*WRITTEN REQUEST*
Collect every line of the data below that contains the string "front", treating uppercase and lowercase as distinct.

*ENTRIES*
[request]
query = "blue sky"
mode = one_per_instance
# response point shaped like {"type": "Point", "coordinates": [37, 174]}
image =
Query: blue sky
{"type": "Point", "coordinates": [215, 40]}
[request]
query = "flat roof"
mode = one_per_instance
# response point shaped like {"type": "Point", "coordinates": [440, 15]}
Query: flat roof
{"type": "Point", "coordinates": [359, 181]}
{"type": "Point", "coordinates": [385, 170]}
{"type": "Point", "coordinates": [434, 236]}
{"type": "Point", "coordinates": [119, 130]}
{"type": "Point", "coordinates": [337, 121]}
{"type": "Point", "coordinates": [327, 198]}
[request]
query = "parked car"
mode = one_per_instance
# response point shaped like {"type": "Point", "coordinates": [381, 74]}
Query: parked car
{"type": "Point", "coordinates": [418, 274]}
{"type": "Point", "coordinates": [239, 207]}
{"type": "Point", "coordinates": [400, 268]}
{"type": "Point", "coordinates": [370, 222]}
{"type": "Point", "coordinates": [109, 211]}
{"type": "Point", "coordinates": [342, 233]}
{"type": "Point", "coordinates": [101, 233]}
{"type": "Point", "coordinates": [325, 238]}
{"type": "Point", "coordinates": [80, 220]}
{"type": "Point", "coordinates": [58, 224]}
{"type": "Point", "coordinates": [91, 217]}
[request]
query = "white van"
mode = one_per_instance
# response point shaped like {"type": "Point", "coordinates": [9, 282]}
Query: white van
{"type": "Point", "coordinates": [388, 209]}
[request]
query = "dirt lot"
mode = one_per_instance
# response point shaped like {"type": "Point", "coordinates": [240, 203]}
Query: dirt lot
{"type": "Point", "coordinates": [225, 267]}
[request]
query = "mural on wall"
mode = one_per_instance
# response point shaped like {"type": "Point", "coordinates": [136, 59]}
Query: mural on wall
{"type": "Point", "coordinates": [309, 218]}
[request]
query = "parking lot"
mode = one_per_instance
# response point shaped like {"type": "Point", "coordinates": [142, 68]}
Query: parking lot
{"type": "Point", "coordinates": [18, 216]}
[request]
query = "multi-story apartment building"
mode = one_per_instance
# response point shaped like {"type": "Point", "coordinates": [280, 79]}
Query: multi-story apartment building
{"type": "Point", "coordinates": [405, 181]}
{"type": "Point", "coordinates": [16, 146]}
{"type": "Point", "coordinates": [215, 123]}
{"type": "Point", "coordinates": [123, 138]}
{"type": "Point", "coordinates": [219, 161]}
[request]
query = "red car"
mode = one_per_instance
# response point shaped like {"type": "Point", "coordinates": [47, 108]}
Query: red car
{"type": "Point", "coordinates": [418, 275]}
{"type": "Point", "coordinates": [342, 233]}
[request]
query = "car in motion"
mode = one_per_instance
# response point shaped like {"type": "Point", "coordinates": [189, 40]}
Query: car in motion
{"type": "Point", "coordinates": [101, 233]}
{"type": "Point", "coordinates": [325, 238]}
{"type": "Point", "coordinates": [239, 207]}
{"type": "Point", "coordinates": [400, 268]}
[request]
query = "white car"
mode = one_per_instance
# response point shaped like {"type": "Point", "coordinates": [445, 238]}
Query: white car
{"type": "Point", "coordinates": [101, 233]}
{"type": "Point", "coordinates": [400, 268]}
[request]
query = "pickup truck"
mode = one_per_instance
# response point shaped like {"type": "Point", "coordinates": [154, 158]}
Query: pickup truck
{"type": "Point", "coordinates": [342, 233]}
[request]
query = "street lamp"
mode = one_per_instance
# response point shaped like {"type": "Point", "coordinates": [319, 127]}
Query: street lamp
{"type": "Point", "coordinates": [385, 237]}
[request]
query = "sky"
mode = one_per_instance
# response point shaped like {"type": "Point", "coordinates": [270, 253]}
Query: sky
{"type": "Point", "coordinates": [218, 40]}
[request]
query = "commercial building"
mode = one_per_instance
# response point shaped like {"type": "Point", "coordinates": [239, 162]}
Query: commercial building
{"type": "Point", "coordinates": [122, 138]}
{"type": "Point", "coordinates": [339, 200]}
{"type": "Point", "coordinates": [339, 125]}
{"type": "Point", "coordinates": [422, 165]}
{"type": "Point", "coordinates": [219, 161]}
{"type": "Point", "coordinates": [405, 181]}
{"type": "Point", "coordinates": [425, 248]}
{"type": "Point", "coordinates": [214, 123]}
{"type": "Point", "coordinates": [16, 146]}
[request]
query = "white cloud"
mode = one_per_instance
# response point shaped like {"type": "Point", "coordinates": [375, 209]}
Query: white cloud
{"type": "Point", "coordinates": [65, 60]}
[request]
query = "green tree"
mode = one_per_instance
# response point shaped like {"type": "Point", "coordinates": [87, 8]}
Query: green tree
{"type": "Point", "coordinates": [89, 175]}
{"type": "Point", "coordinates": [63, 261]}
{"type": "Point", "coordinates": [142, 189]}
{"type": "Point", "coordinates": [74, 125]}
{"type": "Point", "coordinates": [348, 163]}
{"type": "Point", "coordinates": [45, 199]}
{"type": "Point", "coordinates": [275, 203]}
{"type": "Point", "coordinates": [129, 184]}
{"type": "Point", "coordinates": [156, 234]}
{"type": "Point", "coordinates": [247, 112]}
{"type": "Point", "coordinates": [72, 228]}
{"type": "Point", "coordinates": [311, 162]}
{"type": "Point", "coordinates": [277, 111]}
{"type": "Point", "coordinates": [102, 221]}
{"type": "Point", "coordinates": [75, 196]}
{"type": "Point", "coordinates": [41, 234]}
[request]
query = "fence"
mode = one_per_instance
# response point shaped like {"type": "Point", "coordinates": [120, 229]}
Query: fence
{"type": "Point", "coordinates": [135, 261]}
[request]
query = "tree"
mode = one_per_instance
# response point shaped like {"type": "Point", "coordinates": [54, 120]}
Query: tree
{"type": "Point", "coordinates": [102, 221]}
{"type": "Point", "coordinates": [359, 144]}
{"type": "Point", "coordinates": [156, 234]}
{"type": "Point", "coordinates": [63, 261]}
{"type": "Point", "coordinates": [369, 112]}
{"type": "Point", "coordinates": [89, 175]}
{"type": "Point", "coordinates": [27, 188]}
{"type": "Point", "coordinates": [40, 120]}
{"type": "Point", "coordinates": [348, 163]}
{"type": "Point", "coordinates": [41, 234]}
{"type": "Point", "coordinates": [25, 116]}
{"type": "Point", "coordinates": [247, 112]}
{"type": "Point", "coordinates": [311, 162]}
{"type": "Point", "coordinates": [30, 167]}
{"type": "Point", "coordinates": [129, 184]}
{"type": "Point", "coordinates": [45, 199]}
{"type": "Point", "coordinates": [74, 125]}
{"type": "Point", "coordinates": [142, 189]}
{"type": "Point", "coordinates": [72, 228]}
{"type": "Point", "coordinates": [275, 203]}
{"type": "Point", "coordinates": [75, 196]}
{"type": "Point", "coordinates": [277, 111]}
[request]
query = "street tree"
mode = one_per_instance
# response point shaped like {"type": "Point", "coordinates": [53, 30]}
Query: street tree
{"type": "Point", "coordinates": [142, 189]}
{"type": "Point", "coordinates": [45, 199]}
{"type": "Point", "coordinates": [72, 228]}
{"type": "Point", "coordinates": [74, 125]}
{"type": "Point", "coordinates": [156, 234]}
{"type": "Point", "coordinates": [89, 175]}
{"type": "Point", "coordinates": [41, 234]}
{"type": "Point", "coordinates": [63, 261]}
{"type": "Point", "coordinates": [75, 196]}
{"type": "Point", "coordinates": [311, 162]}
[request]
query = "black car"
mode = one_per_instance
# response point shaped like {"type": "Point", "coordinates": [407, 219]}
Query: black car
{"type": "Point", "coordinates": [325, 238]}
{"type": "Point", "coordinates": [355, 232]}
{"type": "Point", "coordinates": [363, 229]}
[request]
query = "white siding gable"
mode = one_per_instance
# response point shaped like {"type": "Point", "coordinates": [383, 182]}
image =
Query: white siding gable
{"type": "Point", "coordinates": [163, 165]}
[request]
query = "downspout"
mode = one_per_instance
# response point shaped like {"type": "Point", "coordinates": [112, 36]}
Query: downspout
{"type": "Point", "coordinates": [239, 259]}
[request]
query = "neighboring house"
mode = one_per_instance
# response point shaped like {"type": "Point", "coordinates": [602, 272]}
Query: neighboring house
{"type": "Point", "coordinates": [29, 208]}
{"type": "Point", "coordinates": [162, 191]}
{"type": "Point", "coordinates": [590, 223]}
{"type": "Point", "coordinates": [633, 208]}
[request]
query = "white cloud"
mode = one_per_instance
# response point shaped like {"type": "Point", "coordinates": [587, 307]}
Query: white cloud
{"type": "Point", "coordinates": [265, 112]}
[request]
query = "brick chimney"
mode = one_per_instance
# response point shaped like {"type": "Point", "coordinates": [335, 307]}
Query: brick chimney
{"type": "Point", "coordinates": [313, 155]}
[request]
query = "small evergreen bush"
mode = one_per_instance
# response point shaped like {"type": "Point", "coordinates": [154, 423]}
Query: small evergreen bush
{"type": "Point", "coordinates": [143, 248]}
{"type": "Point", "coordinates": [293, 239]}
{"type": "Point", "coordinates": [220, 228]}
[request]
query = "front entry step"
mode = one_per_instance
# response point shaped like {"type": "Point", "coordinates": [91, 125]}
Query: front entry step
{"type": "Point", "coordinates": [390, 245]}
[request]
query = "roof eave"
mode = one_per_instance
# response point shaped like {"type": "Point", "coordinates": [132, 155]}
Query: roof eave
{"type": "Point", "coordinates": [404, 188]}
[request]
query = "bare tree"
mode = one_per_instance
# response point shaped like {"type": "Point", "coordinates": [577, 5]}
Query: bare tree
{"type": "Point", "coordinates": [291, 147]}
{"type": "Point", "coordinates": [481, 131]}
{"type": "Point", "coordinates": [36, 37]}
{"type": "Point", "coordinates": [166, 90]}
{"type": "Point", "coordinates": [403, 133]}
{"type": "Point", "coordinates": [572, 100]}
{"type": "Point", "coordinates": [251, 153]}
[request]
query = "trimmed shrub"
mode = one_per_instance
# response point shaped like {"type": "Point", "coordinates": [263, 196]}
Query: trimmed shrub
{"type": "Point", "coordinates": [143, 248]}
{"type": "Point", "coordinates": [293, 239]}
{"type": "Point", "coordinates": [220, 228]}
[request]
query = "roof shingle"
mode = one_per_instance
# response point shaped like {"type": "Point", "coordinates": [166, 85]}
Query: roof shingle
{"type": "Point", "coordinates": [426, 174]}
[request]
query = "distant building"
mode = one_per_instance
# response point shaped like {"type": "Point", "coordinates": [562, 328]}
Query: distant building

*RIGHT ANSWER*
query = "front entry step"
Query: front entry step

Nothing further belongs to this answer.